_EXERCISE INSTRUCTIONS_. Swap "open wooden shelf" for "open metal shelf" throughout the data below and write out the lines again with no other changes.

[Region outline entries]
☆ ☆ ☆ ☆
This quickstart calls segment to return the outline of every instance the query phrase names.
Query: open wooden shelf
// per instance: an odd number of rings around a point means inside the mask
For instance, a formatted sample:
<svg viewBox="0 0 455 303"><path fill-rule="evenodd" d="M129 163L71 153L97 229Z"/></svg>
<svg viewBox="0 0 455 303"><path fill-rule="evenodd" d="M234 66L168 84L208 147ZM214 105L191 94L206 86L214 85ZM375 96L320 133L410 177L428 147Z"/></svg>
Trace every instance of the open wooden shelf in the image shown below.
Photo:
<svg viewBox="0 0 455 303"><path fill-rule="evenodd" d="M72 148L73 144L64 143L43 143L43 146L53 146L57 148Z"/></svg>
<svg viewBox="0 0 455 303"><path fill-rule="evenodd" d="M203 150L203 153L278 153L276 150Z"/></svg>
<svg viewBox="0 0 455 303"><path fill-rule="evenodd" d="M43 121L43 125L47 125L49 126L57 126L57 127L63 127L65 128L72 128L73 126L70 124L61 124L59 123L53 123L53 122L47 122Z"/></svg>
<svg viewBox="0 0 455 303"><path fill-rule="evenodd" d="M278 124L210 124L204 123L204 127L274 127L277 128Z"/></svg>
☆ ☆ ☆ ☆
_EXPECTED ANSWER_.
This quickstart calls segment to return the outline of every instance the query phrase names.
Query: open metal shelf
// per instance: an odd number of rings around a point means inside the mask
For instance, a formatted sample:
<svg viewBox="0 0 455 303"><path fill-rule="evenodd" d="M129 163L71 153L97 229Z"/></svg>
<svg viewBox="0 0 455 303"><path fill-rule="evenodd" d="M234 66L168 84L208 147ZM214 105L191 94L206 86L214 85ZM375 96L320 133L410 177L428 147Z"/></svg>
Trace every instance of the open metal shelf in the image shown below.
Photo:
<svg viewBox="0 0 455 303"><path fill-rule="evenodd" d="M72 148L73 144L64 143L43 143L43 146L53 146L57 148Z"/></svg>
<svg viewBox="0 0 455 303"><path fill-rule="evenodd" d="M203 150L203 153L278 153L276 150Z"/></svg>
<svg viewBox="0 0 455 303"><path fill-rule="evenodd" d="M43 121L43 125L47 125L49 126L57 126L57 127L63 127L65 128L72 128L73 126L70 124L61 124L59 123L53 123L53 122L47 122Z"/></svg>
<svg viewBox="0 0 455 303"><path fill-rule="evenodd" d="M278 124L210 124L204 123L204 127L274 127L277 128Z"/></svg>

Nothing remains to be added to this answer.